WORK TO COMPLETE:
Work through the material below line by line and say how many lines include the word "windshield". Only the number, please.

■ ■ ■ ■

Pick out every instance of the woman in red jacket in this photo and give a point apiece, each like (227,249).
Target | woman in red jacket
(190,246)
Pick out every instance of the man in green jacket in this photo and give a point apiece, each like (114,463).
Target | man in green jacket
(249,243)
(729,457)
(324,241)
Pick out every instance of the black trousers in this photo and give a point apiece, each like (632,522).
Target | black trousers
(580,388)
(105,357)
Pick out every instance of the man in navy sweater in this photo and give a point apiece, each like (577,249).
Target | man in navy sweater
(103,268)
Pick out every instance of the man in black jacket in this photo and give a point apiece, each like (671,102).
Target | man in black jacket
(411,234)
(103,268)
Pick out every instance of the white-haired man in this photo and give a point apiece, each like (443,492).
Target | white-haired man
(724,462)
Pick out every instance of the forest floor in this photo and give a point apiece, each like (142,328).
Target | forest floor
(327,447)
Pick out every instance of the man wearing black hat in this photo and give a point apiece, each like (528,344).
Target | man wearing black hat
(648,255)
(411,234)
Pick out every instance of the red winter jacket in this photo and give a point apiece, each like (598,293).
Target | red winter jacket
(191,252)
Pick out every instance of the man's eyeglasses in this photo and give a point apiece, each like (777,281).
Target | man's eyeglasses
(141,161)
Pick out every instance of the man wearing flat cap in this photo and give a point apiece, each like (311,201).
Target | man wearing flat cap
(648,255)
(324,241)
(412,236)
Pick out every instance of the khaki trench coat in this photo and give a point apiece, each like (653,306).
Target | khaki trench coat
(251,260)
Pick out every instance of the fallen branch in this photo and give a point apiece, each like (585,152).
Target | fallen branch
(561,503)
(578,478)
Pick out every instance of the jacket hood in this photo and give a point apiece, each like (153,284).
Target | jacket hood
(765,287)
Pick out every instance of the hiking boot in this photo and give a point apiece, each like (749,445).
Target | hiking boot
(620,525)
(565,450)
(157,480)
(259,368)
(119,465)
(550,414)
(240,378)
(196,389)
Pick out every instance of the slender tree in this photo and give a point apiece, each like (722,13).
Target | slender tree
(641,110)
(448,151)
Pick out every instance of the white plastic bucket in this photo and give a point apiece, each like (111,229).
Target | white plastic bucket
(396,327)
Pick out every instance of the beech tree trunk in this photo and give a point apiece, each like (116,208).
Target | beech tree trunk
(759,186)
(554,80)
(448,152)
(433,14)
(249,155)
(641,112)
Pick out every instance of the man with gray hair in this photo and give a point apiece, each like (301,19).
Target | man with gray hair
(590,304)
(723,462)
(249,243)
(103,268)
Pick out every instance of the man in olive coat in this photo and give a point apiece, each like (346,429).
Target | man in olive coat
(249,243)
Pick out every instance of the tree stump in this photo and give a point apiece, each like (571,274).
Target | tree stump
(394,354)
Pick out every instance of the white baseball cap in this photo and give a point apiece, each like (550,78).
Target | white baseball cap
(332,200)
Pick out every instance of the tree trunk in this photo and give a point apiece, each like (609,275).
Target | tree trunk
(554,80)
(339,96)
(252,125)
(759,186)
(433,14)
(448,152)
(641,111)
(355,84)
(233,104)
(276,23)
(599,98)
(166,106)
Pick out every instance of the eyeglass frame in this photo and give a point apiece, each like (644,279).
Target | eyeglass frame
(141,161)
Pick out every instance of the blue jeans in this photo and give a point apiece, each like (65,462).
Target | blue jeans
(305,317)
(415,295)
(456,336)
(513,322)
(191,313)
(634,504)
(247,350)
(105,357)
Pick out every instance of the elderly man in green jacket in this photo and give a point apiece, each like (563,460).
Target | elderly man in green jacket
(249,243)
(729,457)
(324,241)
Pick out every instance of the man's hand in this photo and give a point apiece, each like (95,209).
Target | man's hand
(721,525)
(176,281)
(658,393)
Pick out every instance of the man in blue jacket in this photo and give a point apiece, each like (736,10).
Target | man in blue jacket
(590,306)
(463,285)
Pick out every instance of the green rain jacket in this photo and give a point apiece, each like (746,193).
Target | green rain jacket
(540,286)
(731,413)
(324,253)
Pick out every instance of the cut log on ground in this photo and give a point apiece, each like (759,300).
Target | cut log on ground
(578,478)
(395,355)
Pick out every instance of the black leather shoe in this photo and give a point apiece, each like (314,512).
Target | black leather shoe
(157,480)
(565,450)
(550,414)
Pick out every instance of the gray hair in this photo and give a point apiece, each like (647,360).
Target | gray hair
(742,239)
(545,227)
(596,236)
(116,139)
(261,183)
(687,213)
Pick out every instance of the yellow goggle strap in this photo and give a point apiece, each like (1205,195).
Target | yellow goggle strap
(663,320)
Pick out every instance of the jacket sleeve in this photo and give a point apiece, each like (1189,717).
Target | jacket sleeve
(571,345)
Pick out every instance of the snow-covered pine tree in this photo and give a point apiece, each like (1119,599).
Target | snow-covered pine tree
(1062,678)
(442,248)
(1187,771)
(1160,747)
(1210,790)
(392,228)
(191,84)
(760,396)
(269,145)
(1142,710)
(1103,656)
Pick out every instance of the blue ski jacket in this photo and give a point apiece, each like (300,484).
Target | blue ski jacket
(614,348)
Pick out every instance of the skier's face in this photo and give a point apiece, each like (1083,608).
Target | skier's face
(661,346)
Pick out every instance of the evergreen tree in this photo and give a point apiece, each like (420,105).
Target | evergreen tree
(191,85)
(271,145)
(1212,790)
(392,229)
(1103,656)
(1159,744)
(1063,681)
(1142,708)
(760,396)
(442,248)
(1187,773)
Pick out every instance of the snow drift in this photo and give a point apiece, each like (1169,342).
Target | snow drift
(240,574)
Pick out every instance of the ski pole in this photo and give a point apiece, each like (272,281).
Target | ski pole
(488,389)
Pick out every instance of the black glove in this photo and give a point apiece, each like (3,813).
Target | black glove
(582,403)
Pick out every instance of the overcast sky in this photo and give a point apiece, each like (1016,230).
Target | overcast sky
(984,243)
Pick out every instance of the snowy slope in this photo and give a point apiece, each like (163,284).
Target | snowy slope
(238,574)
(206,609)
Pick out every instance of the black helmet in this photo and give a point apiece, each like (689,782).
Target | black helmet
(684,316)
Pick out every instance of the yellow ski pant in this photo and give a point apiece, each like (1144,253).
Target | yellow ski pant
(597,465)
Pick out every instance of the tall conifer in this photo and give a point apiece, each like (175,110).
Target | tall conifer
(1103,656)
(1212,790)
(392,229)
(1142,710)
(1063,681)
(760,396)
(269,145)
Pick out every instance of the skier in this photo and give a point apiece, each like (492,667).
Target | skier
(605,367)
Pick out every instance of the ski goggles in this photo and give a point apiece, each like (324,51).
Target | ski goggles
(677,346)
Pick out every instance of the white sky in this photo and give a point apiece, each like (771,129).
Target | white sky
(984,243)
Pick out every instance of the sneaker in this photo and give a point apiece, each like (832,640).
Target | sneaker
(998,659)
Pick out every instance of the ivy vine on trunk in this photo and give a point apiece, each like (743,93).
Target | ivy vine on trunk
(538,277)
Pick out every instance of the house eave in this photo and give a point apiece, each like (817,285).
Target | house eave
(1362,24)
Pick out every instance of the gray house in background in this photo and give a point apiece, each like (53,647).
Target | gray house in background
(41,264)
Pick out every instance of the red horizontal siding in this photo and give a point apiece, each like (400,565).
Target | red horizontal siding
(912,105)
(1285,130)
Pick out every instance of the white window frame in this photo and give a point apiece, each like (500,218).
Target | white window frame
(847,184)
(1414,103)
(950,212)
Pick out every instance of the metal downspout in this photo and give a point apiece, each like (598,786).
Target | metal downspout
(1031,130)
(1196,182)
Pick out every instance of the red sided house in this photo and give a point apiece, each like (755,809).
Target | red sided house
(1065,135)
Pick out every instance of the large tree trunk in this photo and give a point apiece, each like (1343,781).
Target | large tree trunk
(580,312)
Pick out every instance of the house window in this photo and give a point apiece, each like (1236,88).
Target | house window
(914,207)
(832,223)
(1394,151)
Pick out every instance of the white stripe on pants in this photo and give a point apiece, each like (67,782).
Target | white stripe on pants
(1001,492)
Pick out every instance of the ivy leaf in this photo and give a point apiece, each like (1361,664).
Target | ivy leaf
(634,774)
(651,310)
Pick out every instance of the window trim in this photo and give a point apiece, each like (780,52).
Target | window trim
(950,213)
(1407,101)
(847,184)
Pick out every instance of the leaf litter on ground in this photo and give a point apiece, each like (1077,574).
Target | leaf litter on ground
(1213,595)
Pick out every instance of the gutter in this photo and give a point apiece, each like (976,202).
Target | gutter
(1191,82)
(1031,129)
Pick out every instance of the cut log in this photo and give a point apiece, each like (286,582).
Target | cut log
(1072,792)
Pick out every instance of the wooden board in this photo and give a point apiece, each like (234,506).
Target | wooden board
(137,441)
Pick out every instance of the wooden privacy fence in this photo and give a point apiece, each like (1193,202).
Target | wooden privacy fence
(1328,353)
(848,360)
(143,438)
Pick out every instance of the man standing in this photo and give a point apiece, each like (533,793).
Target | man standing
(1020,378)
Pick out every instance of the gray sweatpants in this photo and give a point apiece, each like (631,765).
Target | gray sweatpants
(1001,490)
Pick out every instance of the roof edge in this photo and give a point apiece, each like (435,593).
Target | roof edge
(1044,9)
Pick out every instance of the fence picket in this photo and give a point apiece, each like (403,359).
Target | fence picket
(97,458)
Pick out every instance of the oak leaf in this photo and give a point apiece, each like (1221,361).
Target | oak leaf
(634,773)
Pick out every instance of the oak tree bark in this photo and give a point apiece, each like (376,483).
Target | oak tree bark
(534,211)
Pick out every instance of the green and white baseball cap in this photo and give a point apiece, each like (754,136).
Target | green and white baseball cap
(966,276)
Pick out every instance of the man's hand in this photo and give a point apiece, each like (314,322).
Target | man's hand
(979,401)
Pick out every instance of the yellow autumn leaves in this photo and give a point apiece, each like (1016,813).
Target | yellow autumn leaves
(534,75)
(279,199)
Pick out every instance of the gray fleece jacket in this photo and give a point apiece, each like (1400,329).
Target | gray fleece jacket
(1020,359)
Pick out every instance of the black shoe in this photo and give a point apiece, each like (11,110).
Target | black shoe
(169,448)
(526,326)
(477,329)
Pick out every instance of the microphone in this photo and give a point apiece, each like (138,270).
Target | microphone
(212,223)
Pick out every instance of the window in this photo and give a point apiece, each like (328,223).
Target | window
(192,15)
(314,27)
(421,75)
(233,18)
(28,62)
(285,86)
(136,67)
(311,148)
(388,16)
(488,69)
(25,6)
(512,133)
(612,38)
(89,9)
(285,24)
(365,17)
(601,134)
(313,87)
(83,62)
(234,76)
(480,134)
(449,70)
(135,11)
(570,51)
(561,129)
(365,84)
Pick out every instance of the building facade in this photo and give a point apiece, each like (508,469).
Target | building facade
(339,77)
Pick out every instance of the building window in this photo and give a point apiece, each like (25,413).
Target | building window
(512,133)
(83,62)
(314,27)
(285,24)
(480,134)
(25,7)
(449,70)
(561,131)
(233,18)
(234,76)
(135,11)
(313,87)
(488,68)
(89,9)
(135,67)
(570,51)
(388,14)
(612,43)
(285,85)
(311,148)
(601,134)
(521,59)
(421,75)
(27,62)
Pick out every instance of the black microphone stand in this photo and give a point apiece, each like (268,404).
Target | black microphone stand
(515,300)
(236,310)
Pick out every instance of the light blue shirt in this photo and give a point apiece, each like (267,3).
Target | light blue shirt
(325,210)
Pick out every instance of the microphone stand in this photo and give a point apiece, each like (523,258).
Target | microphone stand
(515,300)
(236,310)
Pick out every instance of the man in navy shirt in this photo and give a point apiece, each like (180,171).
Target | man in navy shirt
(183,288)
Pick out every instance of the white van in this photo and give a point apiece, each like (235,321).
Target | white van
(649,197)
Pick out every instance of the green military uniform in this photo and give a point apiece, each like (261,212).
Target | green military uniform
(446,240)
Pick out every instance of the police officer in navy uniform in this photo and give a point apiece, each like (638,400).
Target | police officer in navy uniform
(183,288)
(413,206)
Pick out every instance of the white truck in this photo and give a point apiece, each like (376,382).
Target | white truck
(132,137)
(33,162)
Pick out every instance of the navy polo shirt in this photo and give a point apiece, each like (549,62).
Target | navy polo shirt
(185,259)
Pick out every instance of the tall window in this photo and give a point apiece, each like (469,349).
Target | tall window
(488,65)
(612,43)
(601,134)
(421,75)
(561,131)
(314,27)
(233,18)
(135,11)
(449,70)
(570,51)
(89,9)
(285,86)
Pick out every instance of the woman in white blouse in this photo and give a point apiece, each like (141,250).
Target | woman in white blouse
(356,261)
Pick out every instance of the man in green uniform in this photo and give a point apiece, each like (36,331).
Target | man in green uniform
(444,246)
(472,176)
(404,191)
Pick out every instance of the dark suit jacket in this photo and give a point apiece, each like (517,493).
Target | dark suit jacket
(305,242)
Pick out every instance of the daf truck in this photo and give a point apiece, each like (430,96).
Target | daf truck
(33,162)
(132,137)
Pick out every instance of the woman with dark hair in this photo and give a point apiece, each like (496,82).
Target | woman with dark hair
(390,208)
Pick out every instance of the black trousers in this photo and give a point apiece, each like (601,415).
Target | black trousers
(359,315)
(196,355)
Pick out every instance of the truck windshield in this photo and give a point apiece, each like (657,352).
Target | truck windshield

■ ■ ■ ■

ANSWER BOX:
2